[PASSAGE PROVIDED]
┄┄┄┄┄┄┄┄┄┄┄┄┄┄┄┄┄┄┄┄

Documentation
¶
Overview ¶
Package robusthttp implements automatic retry logic for HTTP transfers that can recover from TCP streams that become "stuck" at extremely low throughput.
The Problem: TCP Streams Getting Stuck ¶
On multi-gigabit network connections, especially when multiple TCP flows compete for bandwidth, individual streams can become trapped in a state where they transmit only a few bytes per second despite having abundant link capacity available. This phenomenon occurs both on local networks and over the internet, with long-haul cross-continent routes being particularly susceptible.
Why TCP Streams Get Stuck ¶
TCP's congestion control algorithms (Cubic, BBR, Reno, etc.) attempt to find the available bandwidth by probing: they increase the sending rate until packet loss occurs, then back off. When multiple flows compete, several failure modes emerge:
Congestion Window Collapse: When packet loss occurs, TCP drastically reduces its congestion window (cwnd). On high-bandwidth, high-latency paths (large BDP), recovery can take minutes because the additive increase phase grows cwnd by only ~1 MSS per RTT. A flow that loses packets while competing with aggressive flows may never recover its fair share.
Bufferbloat-Induced Starvation: When network buffers are oversized, competing flows can fill queues with thousands of packets. A flow that experiences loss during this state backs off, while the competing flows continue to hold queue space. The backed-off flow's packets consistently arrive at the tail of deep queues, experiencing enormous RTTs (seconds) and further timeouts.
Retransmission Timeout (RTO) Spirals: After loss, if the retransmitted packets are also lost (common under congestion), RTO doubles exponentially (up to 60-120 seconds). The flow becomes effectively dormant while competing flows absorb the freed capacity. The standard RTO minimum of 200ms-1s further delays recovery.
Receive Window Limitations: On some paths, especially through middleboxes or with asymmetric routing, receive window updates can be delayed or lost, causing the sender to stall waiting for window space that the receiver has already advertised but the sender never received.
Path Asymmetry on Long Routes: Cross-continent connections often traverse different physical paths for forward and return traffic. ACK packets returning on congested reverse paths can be delayed or lost, starving the sender of acknowledgments and causing spurious retransmissions or window stalls.
Why Restarting Helps ¶
Establishing a new TCP connection provides a fresh start that bypasses many of these stuck states:
Fresh Congestion Window: New connections start with initial cwnd (typically 10 MSS) and can use slow-start to rapidly probe for available bandwidth, rather than being trapped in a collapsed cwnd with linear recovery.

┄┄┄┄┄┄┄┄┄┄┄┄┄┄┄┄┄┄┄┄

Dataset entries
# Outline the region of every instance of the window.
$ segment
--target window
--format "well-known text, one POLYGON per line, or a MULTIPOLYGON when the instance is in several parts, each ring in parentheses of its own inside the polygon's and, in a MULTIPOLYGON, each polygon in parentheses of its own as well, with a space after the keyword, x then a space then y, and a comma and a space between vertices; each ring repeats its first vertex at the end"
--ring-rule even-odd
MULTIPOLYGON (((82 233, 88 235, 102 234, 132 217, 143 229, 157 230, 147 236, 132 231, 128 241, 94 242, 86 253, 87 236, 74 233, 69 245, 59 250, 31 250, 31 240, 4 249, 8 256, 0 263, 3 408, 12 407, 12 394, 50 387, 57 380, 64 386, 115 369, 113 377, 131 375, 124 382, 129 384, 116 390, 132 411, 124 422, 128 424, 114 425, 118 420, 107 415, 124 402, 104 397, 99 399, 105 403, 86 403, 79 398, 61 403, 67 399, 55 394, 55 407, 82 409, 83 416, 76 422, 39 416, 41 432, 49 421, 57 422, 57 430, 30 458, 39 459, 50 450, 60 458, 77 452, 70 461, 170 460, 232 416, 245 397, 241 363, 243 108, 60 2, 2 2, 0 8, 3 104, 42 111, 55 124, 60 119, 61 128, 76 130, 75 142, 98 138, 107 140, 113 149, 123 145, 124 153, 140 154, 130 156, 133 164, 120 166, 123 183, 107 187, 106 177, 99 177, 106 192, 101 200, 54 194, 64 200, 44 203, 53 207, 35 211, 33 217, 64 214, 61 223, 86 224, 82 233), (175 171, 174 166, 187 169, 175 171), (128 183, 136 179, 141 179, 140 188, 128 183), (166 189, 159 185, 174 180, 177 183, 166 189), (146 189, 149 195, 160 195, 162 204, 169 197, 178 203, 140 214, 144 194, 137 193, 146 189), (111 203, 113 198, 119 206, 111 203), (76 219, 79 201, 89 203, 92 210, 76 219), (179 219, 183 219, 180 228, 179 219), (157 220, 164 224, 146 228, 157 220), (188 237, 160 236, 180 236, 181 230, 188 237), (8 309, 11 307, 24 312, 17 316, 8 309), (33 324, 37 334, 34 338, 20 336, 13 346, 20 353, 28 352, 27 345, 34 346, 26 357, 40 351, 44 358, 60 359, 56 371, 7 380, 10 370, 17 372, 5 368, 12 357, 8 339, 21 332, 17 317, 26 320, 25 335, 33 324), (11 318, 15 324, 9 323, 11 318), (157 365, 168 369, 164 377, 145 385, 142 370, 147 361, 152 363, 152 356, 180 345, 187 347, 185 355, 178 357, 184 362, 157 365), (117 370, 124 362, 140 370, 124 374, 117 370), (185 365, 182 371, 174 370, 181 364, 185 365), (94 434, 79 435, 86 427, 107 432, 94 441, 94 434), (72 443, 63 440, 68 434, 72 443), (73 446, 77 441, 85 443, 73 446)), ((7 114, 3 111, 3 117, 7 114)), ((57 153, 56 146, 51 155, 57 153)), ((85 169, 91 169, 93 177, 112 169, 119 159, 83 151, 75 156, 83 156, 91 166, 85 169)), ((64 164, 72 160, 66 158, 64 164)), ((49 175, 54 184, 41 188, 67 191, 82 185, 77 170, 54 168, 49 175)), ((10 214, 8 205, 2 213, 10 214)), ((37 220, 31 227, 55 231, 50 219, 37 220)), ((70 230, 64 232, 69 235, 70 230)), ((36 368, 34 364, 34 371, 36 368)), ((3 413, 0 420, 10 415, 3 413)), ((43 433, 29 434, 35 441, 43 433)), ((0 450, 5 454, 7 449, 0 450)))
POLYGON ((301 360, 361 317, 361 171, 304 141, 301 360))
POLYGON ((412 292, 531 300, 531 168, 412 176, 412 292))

┄┄┄┄┄┄┄┄┄┄┄┄┄┄┄┄┄┄┄┄

[WHAT THE TASK REQUIRES] Can you rewrite the robusthttp documentation starting at "Path Asymmetry on" and ending at "with linear recovery.", with "slow-start" swapped for "exponential growth"?

[RESPONSE TO THIS EXERCISE]
Path Asymmetry on Long Routes: Cross-continent connections often traverse different physical paths for forward and return traffic. ACK packets returning on congested reverse paths can be delayed or lost, starving the sender of acknowledgments and causing spurious retransmissions or window stalls.
Why Restarting Helps ¶
Establishing a new TCP connection provides a fresh start that bypasses many of these stuck states:
Fresh Congestion Window: New connections start with initial cwnd (typically 10 MSS) and can use exponential growth to rapidly probe for available bandwidth, rather than being trapped in a collapsed cwnd with linear recovery.